• **Task brief**
What number of lines in the material contain the word "beetle"? Give that number alone.

[Start of section]

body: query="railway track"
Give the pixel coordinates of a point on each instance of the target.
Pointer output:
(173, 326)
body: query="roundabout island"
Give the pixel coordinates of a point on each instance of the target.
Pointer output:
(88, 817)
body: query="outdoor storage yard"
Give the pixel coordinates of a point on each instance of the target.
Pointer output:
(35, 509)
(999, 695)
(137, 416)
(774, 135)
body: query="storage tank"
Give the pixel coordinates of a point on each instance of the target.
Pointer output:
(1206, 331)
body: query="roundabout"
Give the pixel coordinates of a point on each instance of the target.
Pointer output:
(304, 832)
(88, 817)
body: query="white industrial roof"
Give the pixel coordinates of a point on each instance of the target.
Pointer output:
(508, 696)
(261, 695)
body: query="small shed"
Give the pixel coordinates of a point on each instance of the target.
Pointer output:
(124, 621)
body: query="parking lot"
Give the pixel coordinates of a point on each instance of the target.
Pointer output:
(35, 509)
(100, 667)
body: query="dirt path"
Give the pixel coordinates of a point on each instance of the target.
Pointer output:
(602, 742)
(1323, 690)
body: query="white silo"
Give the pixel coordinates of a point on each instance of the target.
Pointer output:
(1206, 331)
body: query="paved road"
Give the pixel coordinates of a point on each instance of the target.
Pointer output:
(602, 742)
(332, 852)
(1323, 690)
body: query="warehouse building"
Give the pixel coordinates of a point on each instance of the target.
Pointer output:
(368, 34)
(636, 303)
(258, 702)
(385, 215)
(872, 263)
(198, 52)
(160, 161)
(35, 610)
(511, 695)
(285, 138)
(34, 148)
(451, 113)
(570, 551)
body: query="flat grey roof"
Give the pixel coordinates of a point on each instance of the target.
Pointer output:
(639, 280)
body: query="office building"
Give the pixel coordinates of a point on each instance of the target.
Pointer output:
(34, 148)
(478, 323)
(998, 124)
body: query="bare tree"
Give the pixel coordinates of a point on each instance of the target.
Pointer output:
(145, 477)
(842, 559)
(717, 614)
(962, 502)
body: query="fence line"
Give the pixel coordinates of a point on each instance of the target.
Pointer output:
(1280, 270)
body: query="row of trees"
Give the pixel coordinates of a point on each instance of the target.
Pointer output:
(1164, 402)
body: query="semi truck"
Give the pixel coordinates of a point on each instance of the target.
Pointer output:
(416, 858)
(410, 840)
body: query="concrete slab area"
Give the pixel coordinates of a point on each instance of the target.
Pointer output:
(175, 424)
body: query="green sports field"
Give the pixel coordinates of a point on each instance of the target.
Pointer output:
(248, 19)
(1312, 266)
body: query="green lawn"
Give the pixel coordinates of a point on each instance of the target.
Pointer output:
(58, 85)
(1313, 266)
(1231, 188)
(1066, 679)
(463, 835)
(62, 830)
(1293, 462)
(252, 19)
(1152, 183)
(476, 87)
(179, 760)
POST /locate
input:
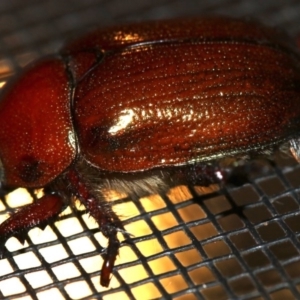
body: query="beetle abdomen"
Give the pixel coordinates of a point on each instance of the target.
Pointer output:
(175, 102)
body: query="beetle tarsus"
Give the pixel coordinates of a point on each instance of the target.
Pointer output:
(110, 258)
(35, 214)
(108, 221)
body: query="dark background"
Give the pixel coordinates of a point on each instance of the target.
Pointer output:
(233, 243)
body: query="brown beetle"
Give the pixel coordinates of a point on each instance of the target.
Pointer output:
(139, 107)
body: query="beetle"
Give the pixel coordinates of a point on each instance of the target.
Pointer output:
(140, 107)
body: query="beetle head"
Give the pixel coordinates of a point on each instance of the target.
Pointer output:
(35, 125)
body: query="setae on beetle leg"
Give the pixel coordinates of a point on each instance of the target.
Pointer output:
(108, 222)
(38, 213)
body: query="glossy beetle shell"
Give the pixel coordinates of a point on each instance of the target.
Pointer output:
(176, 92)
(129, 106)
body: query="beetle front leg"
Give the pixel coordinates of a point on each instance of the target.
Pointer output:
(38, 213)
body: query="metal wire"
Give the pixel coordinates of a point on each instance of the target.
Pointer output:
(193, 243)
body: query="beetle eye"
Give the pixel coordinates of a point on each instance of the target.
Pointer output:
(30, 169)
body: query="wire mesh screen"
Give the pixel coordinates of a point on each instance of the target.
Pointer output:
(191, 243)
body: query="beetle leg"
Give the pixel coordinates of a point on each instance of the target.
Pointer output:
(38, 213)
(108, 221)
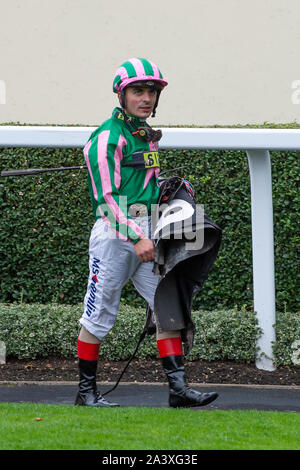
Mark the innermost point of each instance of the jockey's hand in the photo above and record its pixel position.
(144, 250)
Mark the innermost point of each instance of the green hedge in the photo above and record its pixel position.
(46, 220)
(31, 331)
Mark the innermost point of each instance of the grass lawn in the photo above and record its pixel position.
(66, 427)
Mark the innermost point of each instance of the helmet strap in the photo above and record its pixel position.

[End of section]
[Start of section]

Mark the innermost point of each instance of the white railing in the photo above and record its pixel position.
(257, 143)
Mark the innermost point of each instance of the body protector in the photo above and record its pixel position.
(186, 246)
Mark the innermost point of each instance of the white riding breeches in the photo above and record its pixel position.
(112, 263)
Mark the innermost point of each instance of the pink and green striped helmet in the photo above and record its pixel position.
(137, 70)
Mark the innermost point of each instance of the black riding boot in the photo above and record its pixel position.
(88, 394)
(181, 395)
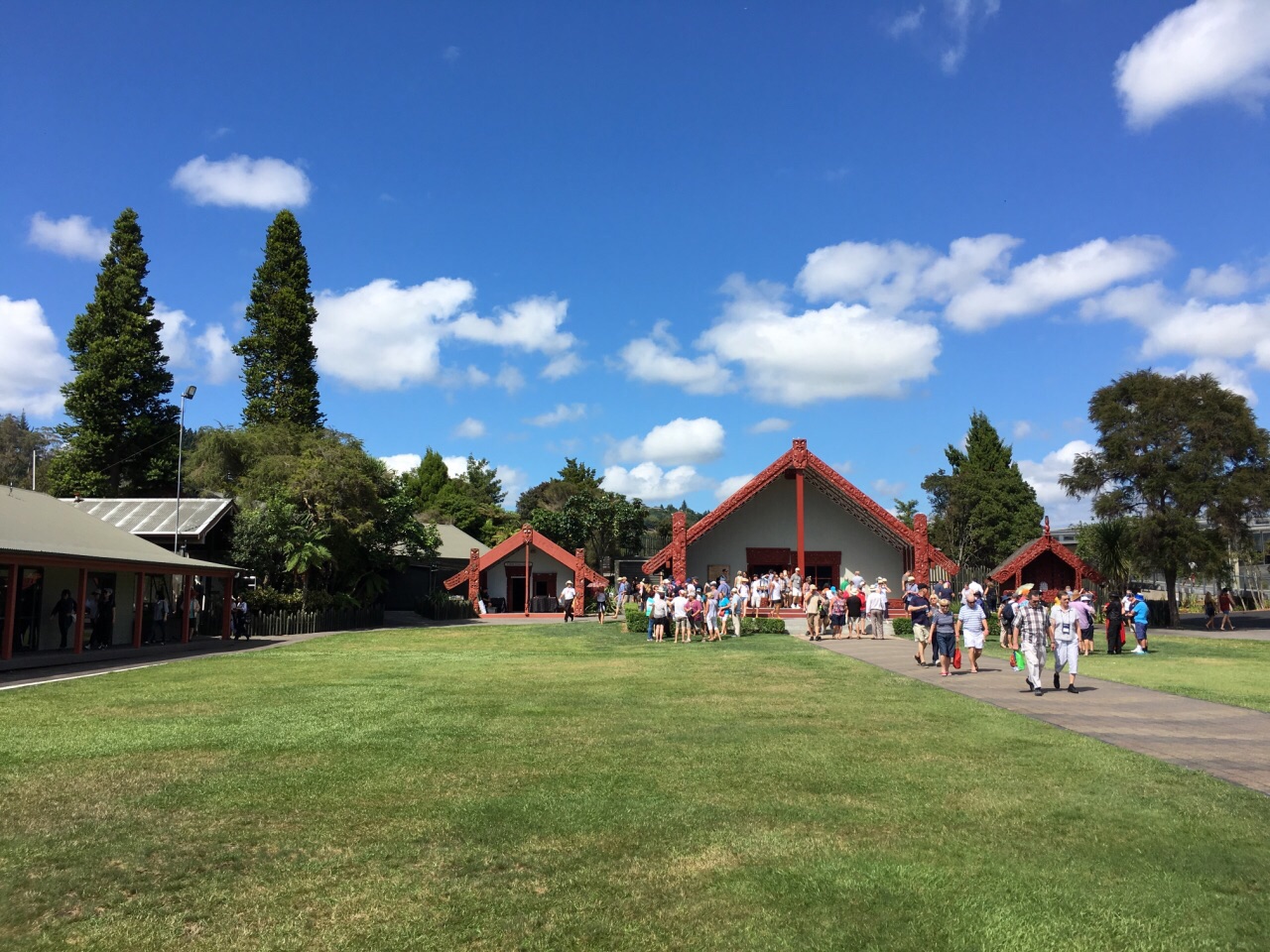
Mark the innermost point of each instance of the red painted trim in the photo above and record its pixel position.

[End of section]

• **Answer below**
10